Activity 1: According to the text about Samuel Rosenberg, during which years did he direct the art department at the Pennsylvania College for Women?
Activity 2: Proceed with the text about Samuel Rosenberg, writing on from its final sentence.

Text block:
________________

From 1924-1965, he taught at the Carnegie Institute of Technology (now Carnegie Mellon University)

From 1926-1964, he taught adult classes at the Young Men and Women’s Hebrew Association

From 1937-1945, he directed the art department at the Pennsylvania College for Women, now Chatham University.

His students remember him as a professor who let them have the freedom of expression. Some of his students were Mel Bochner, Philip Pearlstein, Andy Warhol, Lois Katz Blaufeld, Rochelle Blumenfeld, Aaronel deRoy Gruber, Jane Haskell, Virginia Holzman, Anita Freund Morganstern and Abe Weiner. Rosenberg saved Andy Warhol from being expelled from Carnegie Tech in 1947.

To honor the memory of a talented artist and a professor, Carnegie Mellon School of Art presents Samuel Rosenberg Art Award to outstanding students

==Shows and awards==
Samuel Rosenberg exhibited his art nationally. His work was included in renowned exhibits, such as San Francisco's Golden Gate Exposition and 1939 New York World's Fair, and his paintings were selected by the Whitney Museum of American Art for inclusion in their early biennials. He showed his work at the Museum of Modern Art, the Corcoran Gallery, the Pennsylvania Academy of Fine Arts. He had 2 solo shows at the Carnegie Museum of Art, and he participated in every Carnegie International exhibition from 1933 to 1967. In 1935 Rosenberg was a recipient of Carnegie Institute Prize.

________________

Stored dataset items
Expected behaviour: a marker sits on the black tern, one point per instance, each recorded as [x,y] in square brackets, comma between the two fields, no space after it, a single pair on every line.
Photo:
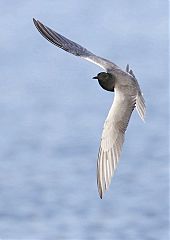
[127,97]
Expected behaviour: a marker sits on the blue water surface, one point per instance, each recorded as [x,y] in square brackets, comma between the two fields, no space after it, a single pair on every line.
[52,115]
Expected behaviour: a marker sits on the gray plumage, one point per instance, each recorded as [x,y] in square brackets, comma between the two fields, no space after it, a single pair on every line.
[127,97]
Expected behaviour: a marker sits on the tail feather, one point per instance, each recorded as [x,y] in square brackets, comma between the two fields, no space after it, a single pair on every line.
[140,105]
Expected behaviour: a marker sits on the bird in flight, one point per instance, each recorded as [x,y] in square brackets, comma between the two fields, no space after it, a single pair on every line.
[127,97]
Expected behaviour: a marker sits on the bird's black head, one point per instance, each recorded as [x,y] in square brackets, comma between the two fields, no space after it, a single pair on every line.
[106,81]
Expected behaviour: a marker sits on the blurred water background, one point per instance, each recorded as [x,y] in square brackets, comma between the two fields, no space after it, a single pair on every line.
[52,114]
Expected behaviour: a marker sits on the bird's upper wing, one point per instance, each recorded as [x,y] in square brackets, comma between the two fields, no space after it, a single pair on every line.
[72,47]
[113,135]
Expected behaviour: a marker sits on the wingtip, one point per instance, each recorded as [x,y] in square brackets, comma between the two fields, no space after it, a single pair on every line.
[34,21]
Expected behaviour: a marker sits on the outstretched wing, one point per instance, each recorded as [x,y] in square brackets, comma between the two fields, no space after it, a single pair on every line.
[113,136]
[72,47]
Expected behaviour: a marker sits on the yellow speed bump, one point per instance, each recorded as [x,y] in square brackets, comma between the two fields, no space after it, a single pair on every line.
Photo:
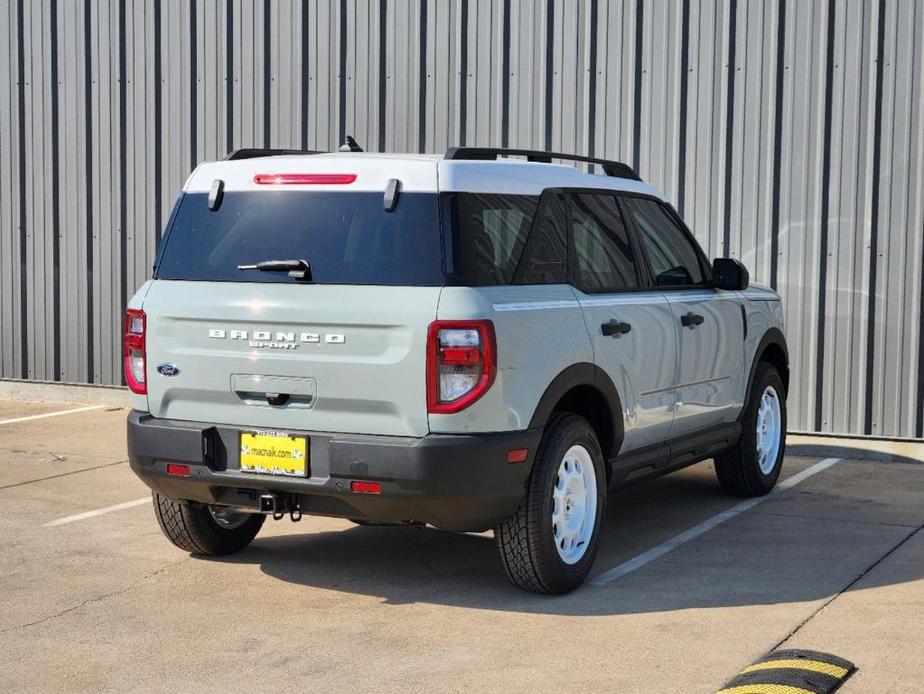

________________

Answer section 1: From 1937 to 1945.

Answer section 2:
In 1960, the Westmoreland County Museum of Art (now the Westmoreland Museum of American Art) organized Samuel Rosenberg, a retrospective exhibition of 116 paintings. In 2003 the Westmoreland Museum of American Art organized the exhibition Samuel Rosenberg: Portrait of a Painter with accompanying catalog of the same name. Concurrent to the exhibition were 2 exhibitions featuring The Students of Samuel Rosenberg.

In 2009 exhibit of his students work: A Painter's Legacy, at the American Jewish Museum at the Jewish Community Center of Greater Pittsburgh, people paid tribute to his legacy and witnessed the influence of his art on his students.

==Media about Rosenberg==
Samuel Rosenberg: Pittsburgh’s Painter Laureate (2008) provided a timeline of Rosenberg’s art progress over the years. Former students and relatives provided interviews.,.

Samuel Rosenberg: Portrait of a Painter is a biography of Rosenberg written by Barbara Jones in 2003.

==Family life==
Samuel Rosenberg met his future wife, Libbie Levin (1898–1987) in the Hill District Library. She worked as a clerk there.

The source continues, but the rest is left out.